## START Supplied passage

THE INVESTMENT ADVISER AND ADMINISTRATOR

        W. H. Reaves & Company is the Fund's Adviser and its business address is 10 Exchange Place, Jersey City, New Jersey 07302.

        ALPS is the administrator of the Fund and its business address is 1625 Broadway, Suite 2200, Denver, Colorado 80202.

COMPLIANCE WITH THE SECURITIES EXCHANGE ACT OF 1934

        Section 16(a) of the 1934 Act and Section 30(h) of the 1940 Act, and the rules thereunder, require the Fund's officers and Trustees, officers and Directors of the Adviser, affiliated persons of the Adviser, and persons who own more than 10% of a registered class of the Fund's Shares, to file reports of ownership and changes in ownership with the SEC and the AMEX and to furnish the Fund with copies of all Section 16(a) forms they file. Based solely on the Fund's review of the copies of such forms it receives, the Fund believes that during the calendar year ended 2004, such persons complied with all such applicable filing requirements.

## END Supplied passage

Stated task 1 - Report how many lines of the records below contain the string "brown". Give only the number.

## START Dataset extract

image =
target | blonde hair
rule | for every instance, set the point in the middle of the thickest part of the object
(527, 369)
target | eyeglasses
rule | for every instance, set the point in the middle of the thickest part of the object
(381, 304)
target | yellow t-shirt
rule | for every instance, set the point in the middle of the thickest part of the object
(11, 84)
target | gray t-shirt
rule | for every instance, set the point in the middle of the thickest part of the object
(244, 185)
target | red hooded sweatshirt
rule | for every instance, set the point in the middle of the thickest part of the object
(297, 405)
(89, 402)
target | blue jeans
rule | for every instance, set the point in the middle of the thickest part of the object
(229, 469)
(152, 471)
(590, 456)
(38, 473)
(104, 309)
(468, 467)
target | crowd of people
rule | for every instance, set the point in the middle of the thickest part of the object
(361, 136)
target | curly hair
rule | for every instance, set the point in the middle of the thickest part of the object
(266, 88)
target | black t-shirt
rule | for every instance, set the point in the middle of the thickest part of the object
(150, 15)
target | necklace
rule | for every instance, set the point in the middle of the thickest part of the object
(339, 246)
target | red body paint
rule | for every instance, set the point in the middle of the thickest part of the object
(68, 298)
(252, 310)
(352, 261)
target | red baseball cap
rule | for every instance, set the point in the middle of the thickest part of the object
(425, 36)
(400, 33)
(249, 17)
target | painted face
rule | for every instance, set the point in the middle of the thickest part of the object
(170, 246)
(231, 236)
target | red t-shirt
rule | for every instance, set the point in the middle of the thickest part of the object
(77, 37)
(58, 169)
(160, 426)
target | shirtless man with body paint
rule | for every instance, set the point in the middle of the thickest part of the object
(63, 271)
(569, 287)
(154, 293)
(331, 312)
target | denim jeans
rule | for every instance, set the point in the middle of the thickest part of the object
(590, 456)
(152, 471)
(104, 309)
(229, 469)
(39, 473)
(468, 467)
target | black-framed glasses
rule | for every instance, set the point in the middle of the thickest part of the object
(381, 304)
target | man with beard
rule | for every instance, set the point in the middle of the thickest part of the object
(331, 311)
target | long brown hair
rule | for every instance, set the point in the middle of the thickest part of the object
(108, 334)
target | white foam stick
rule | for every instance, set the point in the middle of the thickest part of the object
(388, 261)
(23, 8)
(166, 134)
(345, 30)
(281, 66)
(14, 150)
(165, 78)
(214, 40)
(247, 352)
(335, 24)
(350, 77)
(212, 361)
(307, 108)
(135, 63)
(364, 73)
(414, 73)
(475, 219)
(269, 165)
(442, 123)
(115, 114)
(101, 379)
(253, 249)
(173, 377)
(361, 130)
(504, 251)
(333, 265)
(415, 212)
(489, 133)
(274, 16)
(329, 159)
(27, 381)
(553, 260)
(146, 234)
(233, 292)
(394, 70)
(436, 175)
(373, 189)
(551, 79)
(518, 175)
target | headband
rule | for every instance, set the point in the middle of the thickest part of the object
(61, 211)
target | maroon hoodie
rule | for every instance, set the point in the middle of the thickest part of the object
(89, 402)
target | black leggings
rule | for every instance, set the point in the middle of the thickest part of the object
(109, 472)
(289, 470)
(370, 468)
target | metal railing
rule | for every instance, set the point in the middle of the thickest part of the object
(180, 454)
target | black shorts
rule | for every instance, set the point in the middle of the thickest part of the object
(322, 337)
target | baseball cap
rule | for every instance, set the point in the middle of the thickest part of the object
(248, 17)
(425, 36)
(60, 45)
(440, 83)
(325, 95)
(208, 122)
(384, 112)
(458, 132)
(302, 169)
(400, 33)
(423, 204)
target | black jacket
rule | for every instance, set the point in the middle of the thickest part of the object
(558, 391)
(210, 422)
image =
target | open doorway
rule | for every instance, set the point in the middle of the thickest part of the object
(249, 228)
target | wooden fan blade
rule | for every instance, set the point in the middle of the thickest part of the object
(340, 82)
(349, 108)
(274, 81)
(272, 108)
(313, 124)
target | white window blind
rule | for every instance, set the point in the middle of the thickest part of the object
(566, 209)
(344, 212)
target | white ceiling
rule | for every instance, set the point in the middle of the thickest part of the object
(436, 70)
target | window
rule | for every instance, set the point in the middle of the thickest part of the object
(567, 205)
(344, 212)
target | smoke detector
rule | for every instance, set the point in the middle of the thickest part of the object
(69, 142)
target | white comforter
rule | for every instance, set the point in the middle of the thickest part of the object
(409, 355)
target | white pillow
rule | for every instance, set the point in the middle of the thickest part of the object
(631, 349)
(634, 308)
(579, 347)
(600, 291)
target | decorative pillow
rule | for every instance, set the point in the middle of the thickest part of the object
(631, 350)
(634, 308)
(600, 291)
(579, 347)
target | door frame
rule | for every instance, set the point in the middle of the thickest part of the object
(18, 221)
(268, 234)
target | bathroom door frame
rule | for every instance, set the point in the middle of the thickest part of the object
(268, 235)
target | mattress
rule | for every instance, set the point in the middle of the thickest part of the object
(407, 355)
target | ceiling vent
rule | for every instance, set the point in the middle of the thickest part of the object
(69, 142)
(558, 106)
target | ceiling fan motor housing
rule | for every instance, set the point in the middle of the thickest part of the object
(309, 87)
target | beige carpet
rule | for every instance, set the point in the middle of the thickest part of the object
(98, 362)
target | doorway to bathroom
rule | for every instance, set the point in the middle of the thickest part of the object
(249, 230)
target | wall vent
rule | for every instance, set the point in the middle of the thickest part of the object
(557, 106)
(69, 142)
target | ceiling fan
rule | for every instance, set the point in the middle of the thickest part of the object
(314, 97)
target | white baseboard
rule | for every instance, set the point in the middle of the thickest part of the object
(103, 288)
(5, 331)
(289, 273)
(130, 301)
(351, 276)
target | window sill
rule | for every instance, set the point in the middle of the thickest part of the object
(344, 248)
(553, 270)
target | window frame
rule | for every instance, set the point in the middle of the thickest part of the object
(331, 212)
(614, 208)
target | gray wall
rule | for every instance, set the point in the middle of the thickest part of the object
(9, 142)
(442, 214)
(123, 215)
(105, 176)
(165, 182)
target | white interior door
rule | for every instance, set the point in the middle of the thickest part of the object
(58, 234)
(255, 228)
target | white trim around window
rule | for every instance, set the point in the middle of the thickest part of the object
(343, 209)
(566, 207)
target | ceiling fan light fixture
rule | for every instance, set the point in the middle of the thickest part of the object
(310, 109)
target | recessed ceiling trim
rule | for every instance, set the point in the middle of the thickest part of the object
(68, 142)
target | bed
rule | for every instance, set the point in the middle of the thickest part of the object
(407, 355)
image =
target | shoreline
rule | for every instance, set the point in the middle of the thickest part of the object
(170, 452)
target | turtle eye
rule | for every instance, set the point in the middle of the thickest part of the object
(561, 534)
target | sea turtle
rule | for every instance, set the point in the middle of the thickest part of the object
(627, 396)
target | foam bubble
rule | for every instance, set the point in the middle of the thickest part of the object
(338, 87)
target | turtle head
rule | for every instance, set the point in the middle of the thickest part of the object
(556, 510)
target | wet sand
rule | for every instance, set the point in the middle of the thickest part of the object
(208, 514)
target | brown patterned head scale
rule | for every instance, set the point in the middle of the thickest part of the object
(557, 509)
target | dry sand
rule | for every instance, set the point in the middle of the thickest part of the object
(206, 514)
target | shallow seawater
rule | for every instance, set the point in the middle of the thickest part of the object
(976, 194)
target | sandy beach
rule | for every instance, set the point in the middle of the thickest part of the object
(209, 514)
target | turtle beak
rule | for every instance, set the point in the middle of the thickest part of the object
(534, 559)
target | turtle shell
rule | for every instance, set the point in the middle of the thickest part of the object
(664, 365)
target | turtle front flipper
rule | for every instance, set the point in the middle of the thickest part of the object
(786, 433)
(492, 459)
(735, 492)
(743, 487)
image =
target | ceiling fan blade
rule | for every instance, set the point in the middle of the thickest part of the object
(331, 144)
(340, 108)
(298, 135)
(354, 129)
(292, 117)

## END Dataset extract

Stated task 2 - List every group of persons that the fund disclosure says must file reports of ownership and changes in ownership.

Task solution 1 - 2

Task solution 2 -
- The Fund's officers and Trustees
- Officers and Directors of the Adviser
- Affiliated persons of the Adviser
- Persons who own more than 10% of a registered class of the Fund's Shares